§ **Exercise requirements**: Search the records for "waterfall". Copy every line where it appears.

[Provided entries — start]

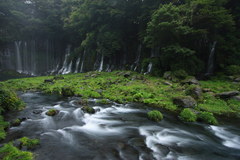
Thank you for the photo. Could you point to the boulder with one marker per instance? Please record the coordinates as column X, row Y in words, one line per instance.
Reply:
column 48, row 81
column 167, row 83
column 127, row 74
column 185, row 101
column 227, row 94
column 167, row 75
column 191, row 80
column 194, row 91
column 206, row 90
column 236, row 98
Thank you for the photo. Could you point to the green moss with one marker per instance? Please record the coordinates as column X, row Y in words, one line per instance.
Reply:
column 188, row 116
column 207, row 118
column 10, row 152
column 155, row 116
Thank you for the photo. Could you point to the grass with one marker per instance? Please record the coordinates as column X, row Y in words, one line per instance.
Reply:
column 151, row 90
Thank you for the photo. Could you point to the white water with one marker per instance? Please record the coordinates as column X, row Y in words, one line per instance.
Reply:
column 77, row 65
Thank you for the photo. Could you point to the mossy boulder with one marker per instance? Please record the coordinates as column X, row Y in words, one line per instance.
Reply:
column 184, row 101
column 155, row 116
column 88, row 109
column 194, row 91
column 52, row 112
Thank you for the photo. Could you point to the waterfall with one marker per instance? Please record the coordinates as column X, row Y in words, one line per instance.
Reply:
column 136, row 63
column 211, row 58
column 101, row 64
column 149, row 69
column 65, row 67
column 77, row 65
column 81, row 70
column 19, row 61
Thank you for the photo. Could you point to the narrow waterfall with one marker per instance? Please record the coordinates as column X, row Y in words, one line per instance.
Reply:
column 19, row 61
column 149, row 69
column 101, row 64
column 65, row 67
column 136, row 63
column 81, row 70
column 77, row 65
column 211, row 58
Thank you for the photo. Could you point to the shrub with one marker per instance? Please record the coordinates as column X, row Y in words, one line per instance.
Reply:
column 188, row 116
column 232, row 70
column 155, row 115
column 181, row 74
column 207, row 117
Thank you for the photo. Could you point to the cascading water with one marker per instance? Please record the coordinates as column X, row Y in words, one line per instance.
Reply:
column 19, row 61
column 211, row 58
column 136, row 63
column 64, row 69
column 77, row 65
column 81, row 70
column 149, row 69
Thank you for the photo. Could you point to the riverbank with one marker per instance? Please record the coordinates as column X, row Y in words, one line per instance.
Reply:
column 170, row 93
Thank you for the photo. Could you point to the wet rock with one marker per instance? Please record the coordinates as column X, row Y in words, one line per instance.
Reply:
column 191, row 80
column 227, row 94
column 206, row 90
column 58, row 77
column 164, row 150
column 52, row 112
column 167, row 75
column 127, row 74
column 37, row 111
column 167, row 83
column 236, row 98
column 133, row 78
column 48, row 81
column 99, row 91
column 185, row 101
column 17, row 144
column 88, row 109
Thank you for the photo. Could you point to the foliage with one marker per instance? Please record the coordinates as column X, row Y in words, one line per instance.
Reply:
column 188, row 116
column 155, row 115
column 207, row 118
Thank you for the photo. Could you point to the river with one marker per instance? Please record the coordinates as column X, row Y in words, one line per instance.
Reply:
column 118, row 131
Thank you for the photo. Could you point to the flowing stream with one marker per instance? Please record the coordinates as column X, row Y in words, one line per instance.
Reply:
column 118, row 131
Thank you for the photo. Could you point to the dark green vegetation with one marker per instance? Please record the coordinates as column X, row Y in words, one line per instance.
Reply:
column 183, row 31
column 145, row 89
column 155, row 115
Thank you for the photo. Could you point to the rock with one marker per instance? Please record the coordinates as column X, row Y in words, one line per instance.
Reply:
column 237, row 80
column 191, row 80
column 167, row 83
column 227, row 94
column 48, row 81
column 185, row 101
column 236, row 98
column 58, row 77
column 206, row 90
column 37, row 111
column 128, row 84
column 133, row 78
column 99, row 91
column 52, row 112
column 167, row 75
column 17, row 144
column 194, row 91
column 140, row 77
column 88, row 109
column 231, row 77
column 127, row 74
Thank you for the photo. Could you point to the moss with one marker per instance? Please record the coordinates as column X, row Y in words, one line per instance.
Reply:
column 155, row 116
column 188, row 116
column 207, row 118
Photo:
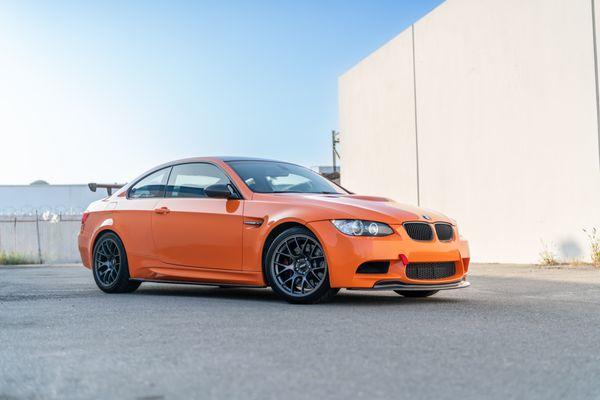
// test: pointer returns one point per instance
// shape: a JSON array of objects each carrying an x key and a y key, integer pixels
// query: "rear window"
[{"x": 151, "y": 186}]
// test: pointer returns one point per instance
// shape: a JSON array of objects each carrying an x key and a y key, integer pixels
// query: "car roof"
[{"x": 213, "y": 158}]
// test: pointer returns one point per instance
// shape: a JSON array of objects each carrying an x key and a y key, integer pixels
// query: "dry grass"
[
  {"x": 548, "y": 255},
  {"x": 594, "y": 238}
]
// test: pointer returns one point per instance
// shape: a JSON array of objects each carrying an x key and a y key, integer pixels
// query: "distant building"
[{"x": 42, "y": 197}]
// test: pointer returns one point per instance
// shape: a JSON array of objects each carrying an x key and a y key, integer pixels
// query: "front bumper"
[
  {"x": 391, "y": 285},
  {"x": 346, "y": 253}
]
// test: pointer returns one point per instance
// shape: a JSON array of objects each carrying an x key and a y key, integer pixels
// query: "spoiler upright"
[{"x": 108, "y": 186}]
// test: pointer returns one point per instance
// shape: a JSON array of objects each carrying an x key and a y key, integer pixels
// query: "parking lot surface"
[{"x": 517, "y": 333}]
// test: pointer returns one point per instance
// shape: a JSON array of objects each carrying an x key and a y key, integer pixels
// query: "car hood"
[{"x": 381, "y": 209}]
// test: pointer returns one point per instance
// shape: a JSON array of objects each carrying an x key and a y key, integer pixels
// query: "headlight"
[{"x": 357, "y": 227}]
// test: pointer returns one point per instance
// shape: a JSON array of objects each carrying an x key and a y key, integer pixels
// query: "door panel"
[{"x": 199, "y": 232}]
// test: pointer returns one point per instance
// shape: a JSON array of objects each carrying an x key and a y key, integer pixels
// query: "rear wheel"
[
  {"x": 416, "y": 293},
  {"x": 296, "y": 268},
  {"x": 110, "y": 267}
]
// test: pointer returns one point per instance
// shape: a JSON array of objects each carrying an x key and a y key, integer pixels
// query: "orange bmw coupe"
[{"x": 235, "y": 221}]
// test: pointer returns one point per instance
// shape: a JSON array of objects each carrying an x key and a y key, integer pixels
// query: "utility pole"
[{"x": 335, "y": 140}]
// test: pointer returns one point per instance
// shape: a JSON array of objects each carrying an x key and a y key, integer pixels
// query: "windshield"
[{"x": 277, "y": 177}]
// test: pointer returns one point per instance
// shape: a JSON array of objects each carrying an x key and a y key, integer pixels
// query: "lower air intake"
[{"x": 430, "y": 270}]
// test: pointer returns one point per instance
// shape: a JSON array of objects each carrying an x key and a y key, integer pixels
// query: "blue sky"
[{"x": 101, "y": 91}]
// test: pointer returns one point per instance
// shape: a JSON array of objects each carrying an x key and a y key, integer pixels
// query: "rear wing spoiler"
[{"x": 108, "y": 186}]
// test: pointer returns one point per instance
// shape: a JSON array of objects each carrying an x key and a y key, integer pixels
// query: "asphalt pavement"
[{"x": 517, "y": 333}]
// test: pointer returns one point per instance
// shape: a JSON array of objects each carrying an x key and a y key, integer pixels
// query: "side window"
[
  {"x": 151, "y": 186},
  {"x": 189, "y": 180}
]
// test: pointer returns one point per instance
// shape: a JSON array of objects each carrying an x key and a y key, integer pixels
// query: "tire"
[
  {"x": 110, "y": 266},
  {"x": 416, "y": 293},
  {"x": 296, "y": 258}
]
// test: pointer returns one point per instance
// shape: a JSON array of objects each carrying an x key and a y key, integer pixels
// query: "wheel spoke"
[
  {"x": 298, "y": 265},
  {"x": 107, "y": 261}
]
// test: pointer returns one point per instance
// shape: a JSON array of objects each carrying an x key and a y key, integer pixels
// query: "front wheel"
[
  {"x": 110, "y": 268},
  {"x": 416, "y": 293},
  {"x": 296, "y": 268}
]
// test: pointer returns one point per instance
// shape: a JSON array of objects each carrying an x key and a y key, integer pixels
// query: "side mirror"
[{"x": 221, "y": 191}]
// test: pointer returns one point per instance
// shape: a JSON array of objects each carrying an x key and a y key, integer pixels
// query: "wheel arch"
[{"x": 276, "y": 231}]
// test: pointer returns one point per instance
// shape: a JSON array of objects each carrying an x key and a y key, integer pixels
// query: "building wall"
[
  {"x": 506, "y": 124},
  {"x": 58, "y": 199},
  {"x": 56, "y": 242}
]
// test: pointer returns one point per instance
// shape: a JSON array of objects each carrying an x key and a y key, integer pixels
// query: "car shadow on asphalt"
[{"x": 344, "y": 298}]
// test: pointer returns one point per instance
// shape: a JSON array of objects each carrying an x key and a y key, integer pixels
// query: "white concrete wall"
[
  {"x": 506, "y": 123},
  {"x": 57, "y": 239},
  {"x": 59, "y": 199},
  {"x": 377, "y": 112}
]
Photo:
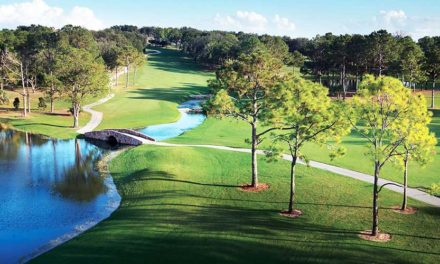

[Provided entries — finish]

§ **Solved exercise**:
Thank you for the photo. Could you point to the waterfall with one marker per instance? Please record the coordinates as column X, row Y in words, one line per instance.
Thank you for the photo. Could you point to the narrow waterfall with one marker per instance? Please record the coordinates as column X, row Y in words, one line per instance.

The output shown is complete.